• Action item: Scan the records for lines with the word "cloud", and copy every such line.

Data records:

Start of Block

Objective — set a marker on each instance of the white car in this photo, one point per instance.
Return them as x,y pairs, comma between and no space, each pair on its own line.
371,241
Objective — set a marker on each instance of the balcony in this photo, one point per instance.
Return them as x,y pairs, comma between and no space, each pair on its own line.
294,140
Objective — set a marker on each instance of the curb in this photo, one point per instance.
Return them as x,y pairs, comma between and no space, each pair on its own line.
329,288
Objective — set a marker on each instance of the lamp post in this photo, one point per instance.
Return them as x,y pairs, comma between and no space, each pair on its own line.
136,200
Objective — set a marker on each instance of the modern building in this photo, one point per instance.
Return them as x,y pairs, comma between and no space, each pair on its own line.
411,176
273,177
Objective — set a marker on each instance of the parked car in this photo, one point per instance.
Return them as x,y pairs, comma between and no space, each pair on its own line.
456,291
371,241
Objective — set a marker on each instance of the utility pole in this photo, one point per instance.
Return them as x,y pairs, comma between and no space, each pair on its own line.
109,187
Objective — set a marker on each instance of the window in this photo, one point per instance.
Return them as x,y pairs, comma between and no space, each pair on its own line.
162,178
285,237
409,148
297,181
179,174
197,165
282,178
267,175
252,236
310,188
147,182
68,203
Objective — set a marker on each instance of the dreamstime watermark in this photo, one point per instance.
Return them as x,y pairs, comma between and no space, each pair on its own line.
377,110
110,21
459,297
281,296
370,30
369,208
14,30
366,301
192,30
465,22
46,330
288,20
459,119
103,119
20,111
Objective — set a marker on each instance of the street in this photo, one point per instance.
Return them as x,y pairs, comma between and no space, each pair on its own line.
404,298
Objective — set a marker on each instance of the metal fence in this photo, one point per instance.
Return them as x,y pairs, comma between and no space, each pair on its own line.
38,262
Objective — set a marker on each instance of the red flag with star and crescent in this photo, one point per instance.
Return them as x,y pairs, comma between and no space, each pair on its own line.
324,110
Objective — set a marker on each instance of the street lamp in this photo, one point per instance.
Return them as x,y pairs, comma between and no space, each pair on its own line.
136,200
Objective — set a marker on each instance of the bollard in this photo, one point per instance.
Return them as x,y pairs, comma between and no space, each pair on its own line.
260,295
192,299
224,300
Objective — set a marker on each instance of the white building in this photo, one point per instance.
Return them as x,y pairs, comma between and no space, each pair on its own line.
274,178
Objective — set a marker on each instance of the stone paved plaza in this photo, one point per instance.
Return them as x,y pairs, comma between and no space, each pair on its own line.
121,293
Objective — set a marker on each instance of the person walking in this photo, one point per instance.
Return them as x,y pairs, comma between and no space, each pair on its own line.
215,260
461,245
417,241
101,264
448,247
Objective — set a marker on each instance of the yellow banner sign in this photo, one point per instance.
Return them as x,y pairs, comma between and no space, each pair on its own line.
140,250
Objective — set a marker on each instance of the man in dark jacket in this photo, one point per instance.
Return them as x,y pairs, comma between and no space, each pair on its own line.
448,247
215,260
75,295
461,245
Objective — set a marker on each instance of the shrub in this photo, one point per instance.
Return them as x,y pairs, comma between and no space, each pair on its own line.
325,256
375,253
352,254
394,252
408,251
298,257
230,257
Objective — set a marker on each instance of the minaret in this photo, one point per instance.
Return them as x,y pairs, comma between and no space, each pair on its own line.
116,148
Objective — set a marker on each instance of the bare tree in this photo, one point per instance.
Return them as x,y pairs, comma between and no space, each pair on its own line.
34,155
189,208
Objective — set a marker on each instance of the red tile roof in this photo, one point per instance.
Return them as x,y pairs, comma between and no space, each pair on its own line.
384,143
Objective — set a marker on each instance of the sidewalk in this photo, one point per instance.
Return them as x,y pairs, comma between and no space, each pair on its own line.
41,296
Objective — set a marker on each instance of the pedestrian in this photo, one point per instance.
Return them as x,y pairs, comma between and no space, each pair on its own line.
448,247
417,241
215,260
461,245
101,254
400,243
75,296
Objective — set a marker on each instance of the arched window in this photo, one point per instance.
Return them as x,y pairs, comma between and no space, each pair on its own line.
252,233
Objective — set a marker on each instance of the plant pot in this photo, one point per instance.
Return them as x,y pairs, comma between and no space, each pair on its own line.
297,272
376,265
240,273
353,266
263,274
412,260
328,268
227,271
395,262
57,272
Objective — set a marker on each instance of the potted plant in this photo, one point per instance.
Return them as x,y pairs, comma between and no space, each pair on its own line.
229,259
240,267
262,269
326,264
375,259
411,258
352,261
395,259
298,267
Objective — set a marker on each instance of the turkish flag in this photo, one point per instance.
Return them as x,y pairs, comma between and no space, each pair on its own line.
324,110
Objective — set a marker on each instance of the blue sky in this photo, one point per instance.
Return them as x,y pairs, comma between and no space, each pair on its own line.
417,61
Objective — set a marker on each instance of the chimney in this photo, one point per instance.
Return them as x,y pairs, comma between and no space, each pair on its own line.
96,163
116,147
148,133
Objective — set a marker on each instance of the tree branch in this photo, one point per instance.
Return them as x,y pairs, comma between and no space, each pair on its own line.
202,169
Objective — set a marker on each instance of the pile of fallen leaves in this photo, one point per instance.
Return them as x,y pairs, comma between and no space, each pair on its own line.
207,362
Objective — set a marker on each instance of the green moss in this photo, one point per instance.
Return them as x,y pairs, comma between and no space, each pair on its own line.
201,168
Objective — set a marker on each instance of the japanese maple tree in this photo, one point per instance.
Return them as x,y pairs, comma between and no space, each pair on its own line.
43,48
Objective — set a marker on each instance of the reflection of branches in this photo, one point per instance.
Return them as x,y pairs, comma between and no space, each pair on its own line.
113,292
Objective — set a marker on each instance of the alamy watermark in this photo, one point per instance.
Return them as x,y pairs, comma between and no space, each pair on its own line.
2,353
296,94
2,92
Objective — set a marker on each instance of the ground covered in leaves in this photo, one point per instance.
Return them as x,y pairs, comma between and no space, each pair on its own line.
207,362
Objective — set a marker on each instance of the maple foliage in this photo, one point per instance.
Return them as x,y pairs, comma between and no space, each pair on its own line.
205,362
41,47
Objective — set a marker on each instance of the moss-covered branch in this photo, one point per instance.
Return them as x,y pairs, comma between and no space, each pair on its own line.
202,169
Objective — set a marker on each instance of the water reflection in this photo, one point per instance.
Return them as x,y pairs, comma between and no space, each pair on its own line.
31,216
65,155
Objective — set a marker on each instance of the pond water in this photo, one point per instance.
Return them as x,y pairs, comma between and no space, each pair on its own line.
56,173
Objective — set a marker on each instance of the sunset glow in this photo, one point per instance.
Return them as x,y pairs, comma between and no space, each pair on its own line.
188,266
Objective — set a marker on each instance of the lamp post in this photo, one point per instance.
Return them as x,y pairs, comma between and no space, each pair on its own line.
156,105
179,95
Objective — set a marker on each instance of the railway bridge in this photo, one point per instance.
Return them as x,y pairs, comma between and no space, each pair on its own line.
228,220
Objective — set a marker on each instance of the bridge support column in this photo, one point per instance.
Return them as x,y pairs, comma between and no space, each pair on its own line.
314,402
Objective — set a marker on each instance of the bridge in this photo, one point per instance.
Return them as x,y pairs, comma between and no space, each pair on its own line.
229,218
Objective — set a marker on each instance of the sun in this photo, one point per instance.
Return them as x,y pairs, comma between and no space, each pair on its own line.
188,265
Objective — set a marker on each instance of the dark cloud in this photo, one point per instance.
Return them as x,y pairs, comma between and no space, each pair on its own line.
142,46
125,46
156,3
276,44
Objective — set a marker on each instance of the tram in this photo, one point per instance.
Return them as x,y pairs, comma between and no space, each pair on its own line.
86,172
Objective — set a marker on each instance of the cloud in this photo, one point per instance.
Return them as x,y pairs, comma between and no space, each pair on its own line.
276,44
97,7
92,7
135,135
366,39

End of Block

• Solution:
Objective — set a marker on each instance of the dark cloud in this photo, one point per instance.
Objective — set a marker on each instance of the cloud in this photo, one point per instance.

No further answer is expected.